Aim of the task – Can you gather every line in the items below that contains the string "lace"? Only matches with the same capitalization count.

Listing –

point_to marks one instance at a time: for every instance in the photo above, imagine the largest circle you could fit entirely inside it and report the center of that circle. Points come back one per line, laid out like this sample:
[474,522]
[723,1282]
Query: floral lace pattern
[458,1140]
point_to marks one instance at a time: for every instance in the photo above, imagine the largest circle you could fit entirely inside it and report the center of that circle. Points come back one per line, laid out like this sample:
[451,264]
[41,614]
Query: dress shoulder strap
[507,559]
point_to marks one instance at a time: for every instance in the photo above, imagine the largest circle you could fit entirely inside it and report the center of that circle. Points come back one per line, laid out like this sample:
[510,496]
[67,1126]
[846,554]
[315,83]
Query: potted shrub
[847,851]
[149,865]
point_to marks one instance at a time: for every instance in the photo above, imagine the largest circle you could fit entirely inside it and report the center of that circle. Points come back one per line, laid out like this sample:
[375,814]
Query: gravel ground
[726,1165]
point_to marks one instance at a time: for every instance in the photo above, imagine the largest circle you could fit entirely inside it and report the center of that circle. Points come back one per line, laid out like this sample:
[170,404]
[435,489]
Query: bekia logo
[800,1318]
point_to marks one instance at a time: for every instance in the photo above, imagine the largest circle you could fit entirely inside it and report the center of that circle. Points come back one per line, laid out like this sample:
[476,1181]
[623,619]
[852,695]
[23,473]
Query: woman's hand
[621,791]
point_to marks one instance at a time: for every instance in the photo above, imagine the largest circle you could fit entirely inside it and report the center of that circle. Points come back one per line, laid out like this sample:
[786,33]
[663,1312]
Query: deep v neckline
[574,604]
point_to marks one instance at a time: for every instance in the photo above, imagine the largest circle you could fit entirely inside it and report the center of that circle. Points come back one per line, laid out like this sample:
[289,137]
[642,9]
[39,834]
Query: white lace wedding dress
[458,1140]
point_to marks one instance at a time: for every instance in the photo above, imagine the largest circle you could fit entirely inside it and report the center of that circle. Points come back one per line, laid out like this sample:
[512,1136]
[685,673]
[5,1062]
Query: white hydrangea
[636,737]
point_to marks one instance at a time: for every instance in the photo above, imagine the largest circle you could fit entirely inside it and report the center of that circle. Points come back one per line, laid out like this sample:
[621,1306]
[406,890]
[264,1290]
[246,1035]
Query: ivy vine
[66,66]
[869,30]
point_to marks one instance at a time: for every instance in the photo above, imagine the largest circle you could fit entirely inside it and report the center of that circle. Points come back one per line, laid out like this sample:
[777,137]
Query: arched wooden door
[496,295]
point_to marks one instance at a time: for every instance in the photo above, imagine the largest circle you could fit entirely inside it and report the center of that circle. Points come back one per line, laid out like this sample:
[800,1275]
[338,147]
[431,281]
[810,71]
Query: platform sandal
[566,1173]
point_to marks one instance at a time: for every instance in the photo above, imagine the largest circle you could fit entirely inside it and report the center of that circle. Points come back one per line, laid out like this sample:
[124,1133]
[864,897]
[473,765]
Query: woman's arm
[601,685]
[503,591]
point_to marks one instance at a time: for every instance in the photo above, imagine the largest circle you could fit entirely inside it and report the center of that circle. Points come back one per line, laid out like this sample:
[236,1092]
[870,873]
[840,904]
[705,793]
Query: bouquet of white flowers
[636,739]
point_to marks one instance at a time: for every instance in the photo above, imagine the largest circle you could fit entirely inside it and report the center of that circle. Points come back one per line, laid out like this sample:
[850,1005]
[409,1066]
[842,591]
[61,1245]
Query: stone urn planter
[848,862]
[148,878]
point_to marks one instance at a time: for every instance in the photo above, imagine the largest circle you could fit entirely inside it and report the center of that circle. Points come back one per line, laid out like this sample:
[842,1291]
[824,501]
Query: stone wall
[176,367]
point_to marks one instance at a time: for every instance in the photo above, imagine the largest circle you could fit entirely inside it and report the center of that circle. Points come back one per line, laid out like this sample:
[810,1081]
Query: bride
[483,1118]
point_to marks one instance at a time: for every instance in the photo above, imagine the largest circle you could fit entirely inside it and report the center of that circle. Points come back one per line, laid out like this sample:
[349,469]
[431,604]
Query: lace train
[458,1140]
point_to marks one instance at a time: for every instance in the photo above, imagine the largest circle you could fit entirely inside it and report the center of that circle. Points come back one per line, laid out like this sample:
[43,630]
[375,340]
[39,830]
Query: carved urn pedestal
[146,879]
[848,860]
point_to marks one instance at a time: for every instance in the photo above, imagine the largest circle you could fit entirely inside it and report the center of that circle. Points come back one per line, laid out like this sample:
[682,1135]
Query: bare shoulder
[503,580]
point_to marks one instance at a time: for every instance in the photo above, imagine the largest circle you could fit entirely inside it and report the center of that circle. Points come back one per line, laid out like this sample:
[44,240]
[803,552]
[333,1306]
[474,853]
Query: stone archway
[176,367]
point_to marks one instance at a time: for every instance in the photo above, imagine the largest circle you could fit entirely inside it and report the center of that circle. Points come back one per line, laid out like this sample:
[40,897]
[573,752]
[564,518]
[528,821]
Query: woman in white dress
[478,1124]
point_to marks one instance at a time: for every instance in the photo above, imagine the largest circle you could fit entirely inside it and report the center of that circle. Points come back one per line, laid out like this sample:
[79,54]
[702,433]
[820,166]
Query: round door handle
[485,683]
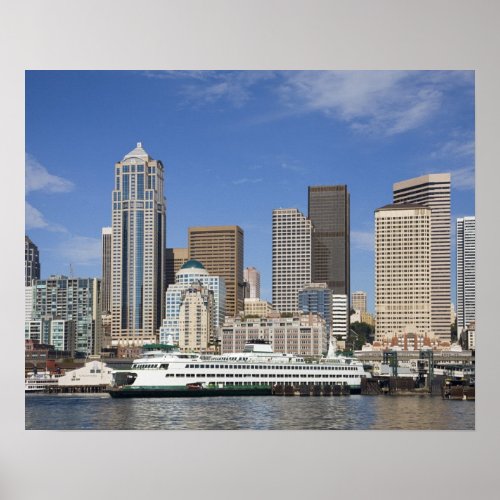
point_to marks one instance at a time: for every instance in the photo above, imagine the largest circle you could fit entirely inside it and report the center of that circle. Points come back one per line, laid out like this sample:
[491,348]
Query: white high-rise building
[292,233]
[252,281]
[191,272]
[466,272]
[433,191]
[138,246]
[403,271]
[358,301]
[28,303]
[196,319]
[340,316]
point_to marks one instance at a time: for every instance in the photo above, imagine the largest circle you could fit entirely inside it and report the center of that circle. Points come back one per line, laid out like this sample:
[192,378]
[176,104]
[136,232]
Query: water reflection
[301,413]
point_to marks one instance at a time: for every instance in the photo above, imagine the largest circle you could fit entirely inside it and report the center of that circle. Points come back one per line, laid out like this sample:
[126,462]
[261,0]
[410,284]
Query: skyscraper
[106,245]
[403,270]
[70,299]
[329,208]
[220,250]
[433,191]
[358,301]
[138,263]
[466,272]
[292,233]
[317,298]
[31,262]
[174,259]
[191,272]
[252,282]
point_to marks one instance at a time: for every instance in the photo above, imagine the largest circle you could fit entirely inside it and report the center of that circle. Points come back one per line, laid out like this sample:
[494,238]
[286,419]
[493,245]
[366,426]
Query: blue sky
[236,145]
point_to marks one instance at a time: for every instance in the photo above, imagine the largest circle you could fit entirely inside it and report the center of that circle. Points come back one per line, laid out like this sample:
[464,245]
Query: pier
[311,390]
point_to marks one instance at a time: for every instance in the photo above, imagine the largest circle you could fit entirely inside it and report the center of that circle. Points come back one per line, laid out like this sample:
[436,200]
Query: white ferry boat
[39,382]
[255,371]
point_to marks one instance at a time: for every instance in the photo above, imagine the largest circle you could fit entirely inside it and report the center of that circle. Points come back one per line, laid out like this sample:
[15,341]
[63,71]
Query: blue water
[99,411]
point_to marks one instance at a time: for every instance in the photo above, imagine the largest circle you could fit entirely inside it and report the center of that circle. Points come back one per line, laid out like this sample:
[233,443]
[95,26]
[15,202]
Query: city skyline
[254,141]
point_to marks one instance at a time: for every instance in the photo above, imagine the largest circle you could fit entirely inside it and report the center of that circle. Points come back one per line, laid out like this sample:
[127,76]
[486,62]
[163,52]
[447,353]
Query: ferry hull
[183,392]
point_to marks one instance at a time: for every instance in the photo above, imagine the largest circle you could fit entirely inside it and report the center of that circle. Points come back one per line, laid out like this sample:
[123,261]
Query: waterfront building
[106,248]
[466,272]
[257,307]
[317,298]
[191,271]
[138,243]
[252,283]
[468,336]
[403,270]
[329,209]
[174,259]
[292,234]
[28,303]
[340,316]
[58,333]
[362,317]
[72,299]
[31,262]
[302,334]
[433,191]
[220,250]
[358,301]
[196,319]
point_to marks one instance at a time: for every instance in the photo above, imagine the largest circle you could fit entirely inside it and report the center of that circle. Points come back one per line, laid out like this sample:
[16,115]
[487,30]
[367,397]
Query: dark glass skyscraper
[329,208]
[31,262]
[138,246]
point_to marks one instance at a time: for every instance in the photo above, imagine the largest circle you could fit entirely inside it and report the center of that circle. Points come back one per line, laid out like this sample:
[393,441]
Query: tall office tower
[252,281]
[220,250]
[28,303]
[31,262]
[196,319]
[70,299]
[138,264]
[329,208]
[358,301]
[174,259]
[403,270]
[292,234]
[433,191]
[317,298]
[466,272]
[191,272]
[106,245]
[340,316]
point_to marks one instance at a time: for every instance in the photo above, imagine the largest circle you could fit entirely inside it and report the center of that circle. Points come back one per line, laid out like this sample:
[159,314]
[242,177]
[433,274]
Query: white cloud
[388,102]
[463,178]
[455,148]
[38,178]
[34,219]
[80,250]
[246,180]
[206,87]
[293,166]
[363,240]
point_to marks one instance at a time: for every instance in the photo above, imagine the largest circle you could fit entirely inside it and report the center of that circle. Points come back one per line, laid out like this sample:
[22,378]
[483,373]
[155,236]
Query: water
[100,411]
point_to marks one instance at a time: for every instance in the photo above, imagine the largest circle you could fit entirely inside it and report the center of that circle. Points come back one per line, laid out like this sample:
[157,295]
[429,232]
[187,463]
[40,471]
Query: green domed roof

Output for this exercise –
Query: floral lace pattern
Query: white lace wedding dress
Query: lace train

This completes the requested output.